**読解の問い:**
a. 浪江町の喫茶店についての文章を読み、次の(i)〜(iii)が内容と合うかどうかを「はい」か「いいえ」で答えてください。それぞれ、決め手になった本文の言葉をそのまま引用して添えること。
(i) 志賀さんは、作業所が開設してしばらくたってから通い始めた。
(ii) 二本松市の店のテーブルや椅子は、浪江の店で使われていたものだ。
(iii) 志賀さんは、古里の災害公営住宅への入居が決まっている。
b. 浪江町の喫茶店と志賀さんについての文章を、最後の文の後から書き進めてください。

**確認用の文章:**
東京電力福島第1原発事故で福島県浪江町から県内避難している精神障害者の志賀千鶴さん(59)が、今月31日で町の避難指示が一部解除されるのを前に不安を募らせている。
古里に来春完成する災害公営住宅(復興住宅)への入居が決まったものの、事故前から働いていた喫茶店は、町民の帰還見込みが数%にとどまることもあり戻れない状況にあるからだ。
浪江町からの避難者が多い同県二本松市の中心地にある喫茶店「コーヒータイム」。
元々は2006年、NPO法人が精神障害者の自立支援を目的に開設した浪江町唯一の小規模作業所だ。
志賀さんは統合失調症を患い引きこもりがちだったが、開設直後から作業所に通い、やがて店での接客も担当するようになって、社会との接点を増やしていった。
原発事故で志賀さんはいったん同県猪苗代町に避難したが、震災から半年後に店が二本松市で営業を再開すると聞き、再び働こうと仮設住宅も引っ越した。
店のテーブルや椅子は、浪江の店で使われていたものだ。
「花の模様がきれいでしょ。
これを見ると落ち着くの」。サイホンでいれたコーヒーの香りが広がる店内で、志賀さんが笑顔を見せた。

**データ:**
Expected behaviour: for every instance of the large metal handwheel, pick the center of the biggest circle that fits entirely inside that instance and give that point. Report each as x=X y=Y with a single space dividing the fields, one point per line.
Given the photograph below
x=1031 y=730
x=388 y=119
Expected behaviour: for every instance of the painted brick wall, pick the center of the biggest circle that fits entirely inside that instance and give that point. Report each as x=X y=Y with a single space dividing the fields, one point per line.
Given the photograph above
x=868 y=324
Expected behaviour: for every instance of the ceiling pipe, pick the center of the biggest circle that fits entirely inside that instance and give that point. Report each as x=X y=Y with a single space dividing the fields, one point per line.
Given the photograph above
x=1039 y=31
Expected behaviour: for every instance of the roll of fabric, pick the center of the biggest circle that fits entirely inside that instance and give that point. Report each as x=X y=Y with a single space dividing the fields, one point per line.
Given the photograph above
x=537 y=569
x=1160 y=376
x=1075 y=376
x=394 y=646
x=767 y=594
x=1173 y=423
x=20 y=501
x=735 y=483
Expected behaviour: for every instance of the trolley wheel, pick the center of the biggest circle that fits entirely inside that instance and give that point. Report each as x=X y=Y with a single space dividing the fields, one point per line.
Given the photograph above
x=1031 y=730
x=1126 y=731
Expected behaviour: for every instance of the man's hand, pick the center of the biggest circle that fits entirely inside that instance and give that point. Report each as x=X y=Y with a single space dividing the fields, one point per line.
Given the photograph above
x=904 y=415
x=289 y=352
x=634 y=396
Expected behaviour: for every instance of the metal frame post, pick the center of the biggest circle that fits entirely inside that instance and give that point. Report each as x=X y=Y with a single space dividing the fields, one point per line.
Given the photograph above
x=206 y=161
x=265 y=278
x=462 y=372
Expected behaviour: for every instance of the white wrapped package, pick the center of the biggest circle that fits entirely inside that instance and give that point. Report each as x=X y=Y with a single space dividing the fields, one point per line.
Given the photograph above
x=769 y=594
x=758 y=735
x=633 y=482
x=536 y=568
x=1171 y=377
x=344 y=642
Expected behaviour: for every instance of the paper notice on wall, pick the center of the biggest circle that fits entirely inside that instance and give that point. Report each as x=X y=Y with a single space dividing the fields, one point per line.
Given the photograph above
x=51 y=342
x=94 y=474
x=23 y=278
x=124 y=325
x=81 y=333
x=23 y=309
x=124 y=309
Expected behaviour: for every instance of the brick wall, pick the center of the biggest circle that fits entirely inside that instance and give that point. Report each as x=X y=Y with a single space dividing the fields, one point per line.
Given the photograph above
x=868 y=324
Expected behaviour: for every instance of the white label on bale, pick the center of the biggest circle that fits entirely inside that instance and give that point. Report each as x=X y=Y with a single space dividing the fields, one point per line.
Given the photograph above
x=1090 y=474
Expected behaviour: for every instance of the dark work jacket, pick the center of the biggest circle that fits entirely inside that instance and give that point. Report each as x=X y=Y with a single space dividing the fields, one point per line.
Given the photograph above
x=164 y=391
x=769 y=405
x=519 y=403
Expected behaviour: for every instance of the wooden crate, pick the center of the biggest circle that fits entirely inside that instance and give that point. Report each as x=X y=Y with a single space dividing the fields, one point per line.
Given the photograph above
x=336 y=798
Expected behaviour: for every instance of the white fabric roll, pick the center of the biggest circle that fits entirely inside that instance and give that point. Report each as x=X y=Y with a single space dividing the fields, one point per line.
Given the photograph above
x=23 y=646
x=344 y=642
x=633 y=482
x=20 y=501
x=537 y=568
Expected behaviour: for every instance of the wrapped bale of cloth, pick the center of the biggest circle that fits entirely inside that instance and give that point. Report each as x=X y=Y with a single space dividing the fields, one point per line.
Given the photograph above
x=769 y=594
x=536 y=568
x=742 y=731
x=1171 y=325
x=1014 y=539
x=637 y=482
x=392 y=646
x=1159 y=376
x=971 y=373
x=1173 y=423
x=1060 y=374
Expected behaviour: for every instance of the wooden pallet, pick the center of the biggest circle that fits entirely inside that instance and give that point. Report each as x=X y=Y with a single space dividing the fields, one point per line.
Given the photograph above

**問いごとの答え:**
a.
(i) いいえ。「開設直後から作業所に通い」
(ii) はい。「店のテーブルや椅子は、浪江の店で使われていたものだ。」
(iii) はい。「古里に来春完成する災害公営住宅(復興住宅)への入居が決まったものの」

b.
浪江町などによると、原発事故前にあった障害者の入所・通所施設は町外の避難先で再開するか休止しており、避難指示解除後に町に戻る予定の施設はない。
コーヒータイムも状況は同じだ。
運営するNPO法人の橋本由利子理事長(63)によると、二本松市の店では地元の障害者十数人も一緒に働き、営業は軌道に乗りつつある。
一方で、施設を浪江に戻しても、障害者がどれだけ帰還するかは分からず、運営スタッフの人件費のめども立たない。
「浪江は、病院はおろか買い物すら原発事故前の生活環境からは程遠い。復興住宅の入居者募集に思わず飛びついちゃったけど、冷静に考えれば、どうすればいいのか」と頭を抱える志賀さん。